» INSTRUCTIONS FOR THE TASK: Scan the records beneath this line for the line holding "Point on each instance of the dark background" and the line holding "Point on each instance of the green", then transcribe exactly those two and all lines between.

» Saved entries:
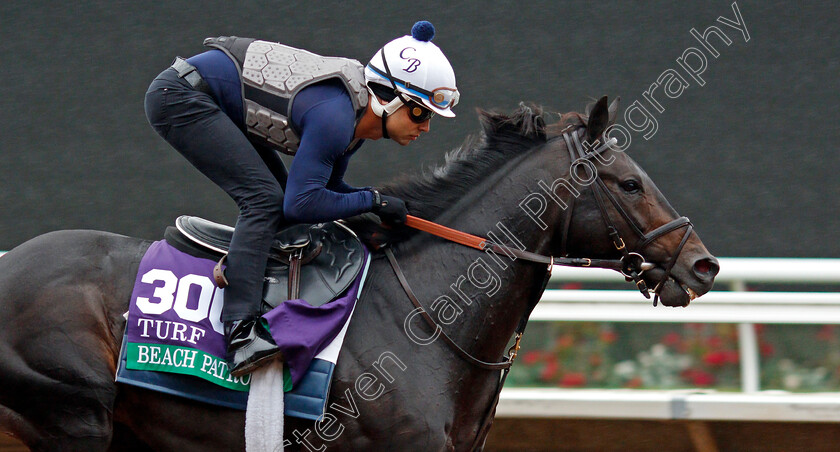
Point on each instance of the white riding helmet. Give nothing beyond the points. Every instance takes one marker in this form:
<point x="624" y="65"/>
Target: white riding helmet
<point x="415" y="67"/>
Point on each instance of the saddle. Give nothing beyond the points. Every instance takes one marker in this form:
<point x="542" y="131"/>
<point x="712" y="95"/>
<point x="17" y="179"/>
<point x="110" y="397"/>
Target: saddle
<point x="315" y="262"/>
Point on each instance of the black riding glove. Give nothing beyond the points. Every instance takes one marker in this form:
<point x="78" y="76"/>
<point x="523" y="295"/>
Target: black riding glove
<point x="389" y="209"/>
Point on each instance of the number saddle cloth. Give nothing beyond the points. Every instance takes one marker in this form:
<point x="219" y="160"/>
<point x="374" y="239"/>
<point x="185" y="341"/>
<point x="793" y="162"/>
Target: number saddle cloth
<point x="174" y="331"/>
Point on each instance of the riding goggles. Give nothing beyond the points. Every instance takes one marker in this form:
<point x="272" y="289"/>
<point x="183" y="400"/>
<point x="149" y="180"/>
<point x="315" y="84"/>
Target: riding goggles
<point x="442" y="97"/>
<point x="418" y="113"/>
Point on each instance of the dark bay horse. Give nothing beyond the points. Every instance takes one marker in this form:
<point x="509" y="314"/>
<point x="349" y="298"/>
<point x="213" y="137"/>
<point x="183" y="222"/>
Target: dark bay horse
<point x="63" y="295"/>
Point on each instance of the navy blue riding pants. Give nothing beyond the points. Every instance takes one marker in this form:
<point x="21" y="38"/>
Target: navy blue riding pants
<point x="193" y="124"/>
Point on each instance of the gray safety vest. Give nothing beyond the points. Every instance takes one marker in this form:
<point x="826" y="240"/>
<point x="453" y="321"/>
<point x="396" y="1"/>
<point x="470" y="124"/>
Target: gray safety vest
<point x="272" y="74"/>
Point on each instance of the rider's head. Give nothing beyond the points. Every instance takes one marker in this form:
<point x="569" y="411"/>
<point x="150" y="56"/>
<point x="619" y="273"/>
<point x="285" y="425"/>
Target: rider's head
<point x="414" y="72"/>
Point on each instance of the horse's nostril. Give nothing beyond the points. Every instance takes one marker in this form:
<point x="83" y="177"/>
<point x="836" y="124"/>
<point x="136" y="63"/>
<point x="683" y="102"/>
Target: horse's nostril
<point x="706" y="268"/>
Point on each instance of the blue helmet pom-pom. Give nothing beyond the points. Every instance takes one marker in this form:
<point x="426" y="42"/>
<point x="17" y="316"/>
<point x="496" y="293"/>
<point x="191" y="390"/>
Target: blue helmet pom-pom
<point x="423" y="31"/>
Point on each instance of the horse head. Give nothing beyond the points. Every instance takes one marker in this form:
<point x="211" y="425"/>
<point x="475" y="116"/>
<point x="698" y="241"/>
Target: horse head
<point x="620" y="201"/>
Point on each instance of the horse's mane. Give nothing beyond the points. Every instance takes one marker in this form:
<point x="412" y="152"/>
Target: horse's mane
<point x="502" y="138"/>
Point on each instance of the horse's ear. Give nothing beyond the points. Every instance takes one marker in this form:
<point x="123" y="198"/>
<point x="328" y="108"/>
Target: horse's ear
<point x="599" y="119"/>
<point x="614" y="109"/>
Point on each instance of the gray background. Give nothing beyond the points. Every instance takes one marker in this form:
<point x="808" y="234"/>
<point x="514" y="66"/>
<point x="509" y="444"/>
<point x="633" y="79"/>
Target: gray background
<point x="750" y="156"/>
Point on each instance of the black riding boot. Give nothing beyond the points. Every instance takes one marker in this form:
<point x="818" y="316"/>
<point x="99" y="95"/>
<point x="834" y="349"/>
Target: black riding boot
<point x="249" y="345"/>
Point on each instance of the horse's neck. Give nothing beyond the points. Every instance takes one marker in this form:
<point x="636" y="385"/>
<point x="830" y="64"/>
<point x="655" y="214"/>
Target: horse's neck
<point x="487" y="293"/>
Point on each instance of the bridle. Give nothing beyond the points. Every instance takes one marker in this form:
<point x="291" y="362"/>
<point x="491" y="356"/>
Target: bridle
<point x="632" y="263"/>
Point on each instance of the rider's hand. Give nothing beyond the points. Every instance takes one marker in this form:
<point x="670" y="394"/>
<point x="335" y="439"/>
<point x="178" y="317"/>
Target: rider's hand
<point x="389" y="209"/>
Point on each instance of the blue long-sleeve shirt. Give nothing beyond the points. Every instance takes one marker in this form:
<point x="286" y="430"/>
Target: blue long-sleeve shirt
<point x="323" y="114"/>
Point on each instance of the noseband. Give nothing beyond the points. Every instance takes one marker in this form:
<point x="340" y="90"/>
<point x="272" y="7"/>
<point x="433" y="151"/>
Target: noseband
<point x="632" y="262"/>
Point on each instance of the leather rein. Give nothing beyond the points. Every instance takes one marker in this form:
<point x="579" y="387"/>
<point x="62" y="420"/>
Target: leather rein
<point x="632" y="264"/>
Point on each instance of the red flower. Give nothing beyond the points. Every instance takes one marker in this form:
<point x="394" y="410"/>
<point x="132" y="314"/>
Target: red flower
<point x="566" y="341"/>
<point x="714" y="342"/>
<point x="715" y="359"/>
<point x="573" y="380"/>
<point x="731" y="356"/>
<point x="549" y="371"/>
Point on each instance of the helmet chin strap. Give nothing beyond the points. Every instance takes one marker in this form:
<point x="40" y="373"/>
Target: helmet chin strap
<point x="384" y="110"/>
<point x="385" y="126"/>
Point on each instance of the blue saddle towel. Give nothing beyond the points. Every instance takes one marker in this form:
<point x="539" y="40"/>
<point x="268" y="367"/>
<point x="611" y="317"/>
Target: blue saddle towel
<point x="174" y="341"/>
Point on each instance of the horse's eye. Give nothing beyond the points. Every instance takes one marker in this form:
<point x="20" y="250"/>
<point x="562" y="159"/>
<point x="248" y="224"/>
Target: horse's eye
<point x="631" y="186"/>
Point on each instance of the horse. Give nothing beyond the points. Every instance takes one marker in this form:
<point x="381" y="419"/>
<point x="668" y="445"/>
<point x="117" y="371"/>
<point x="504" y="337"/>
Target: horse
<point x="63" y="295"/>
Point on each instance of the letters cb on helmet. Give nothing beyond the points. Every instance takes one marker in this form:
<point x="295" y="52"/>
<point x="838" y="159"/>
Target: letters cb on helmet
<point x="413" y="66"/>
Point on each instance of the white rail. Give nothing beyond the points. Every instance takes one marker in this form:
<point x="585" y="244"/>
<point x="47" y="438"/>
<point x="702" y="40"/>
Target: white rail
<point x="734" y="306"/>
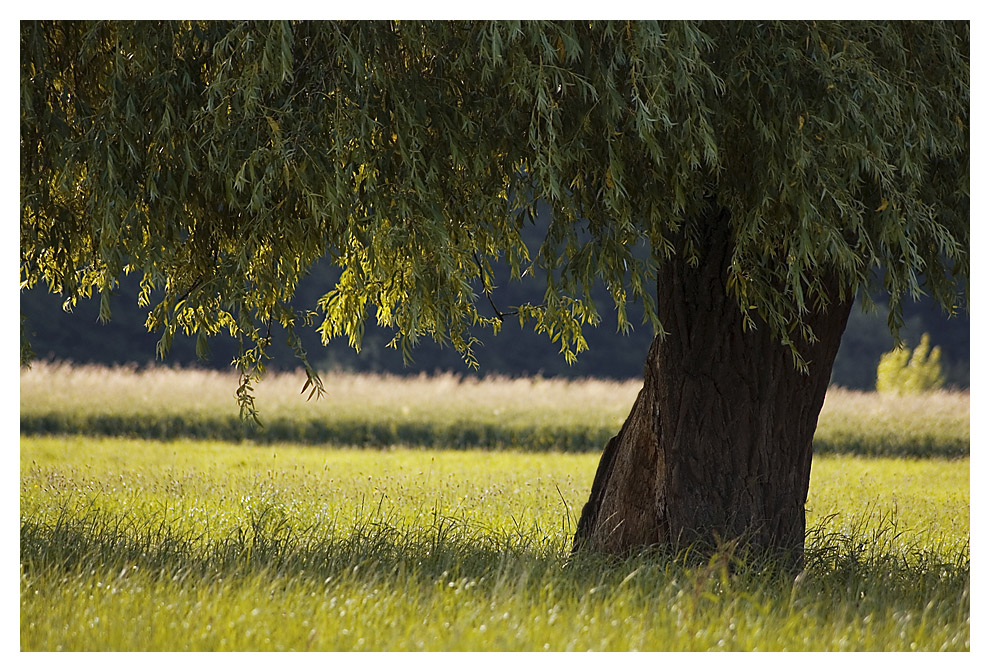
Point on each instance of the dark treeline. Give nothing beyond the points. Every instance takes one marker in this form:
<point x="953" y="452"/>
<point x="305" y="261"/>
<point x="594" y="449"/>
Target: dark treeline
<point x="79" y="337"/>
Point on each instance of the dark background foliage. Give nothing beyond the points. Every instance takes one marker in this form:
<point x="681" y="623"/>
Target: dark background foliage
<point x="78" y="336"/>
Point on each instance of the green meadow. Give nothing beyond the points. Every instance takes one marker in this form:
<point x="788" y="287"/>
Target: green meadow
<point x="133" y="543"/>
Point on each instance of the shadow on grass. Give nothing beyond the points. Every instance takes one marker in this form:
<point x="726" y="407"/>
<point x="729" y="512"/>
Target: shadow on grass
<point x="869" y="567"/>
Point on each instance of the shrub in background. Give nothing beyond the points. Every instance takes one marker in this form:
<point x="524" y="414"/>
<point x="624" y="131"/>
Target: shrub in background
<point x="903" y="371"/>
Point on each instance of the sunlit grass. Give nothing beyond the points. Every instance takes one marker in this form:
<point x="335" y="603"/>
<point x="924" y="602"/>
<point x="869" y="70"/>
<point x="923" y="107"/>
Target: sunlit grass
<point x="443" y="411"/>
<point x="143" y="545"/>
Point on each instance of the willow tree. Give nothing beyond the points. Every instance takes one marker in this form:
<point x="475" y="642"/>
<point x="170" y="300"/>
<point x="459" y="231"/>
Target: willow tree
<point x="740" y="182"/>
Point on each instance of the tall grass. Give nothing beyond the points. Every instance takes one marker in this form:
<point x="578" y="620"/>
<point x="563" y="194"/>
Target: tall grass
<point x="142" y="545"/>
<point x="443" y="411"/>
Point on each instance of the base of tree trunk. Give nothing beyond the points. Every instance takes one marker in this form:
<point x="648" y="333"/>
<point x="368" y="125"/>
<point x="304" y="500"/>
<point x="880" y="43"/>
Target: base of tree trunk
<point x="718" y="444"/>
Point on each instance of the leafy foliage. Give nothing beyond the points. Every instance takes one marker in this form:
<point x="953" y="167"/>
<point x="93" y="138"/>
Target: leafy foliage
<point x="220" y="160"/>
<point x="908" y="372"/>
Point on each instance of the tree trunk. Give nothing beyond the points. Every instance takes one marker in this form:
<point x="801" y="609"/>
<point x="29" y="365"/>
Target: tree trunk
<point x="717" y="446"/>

» EXERCISE ANSWER:
Point on each instance of the dark background foliage. Give nothing beyond the points. Every instance takes one marker in this form:
<point x="681" y="623"/>
Target: dark background foliage
<point x="78" y="336"/>
Point on each instance of the green meadow. Give nothing beyond the points. Every instance takes one marker in this form:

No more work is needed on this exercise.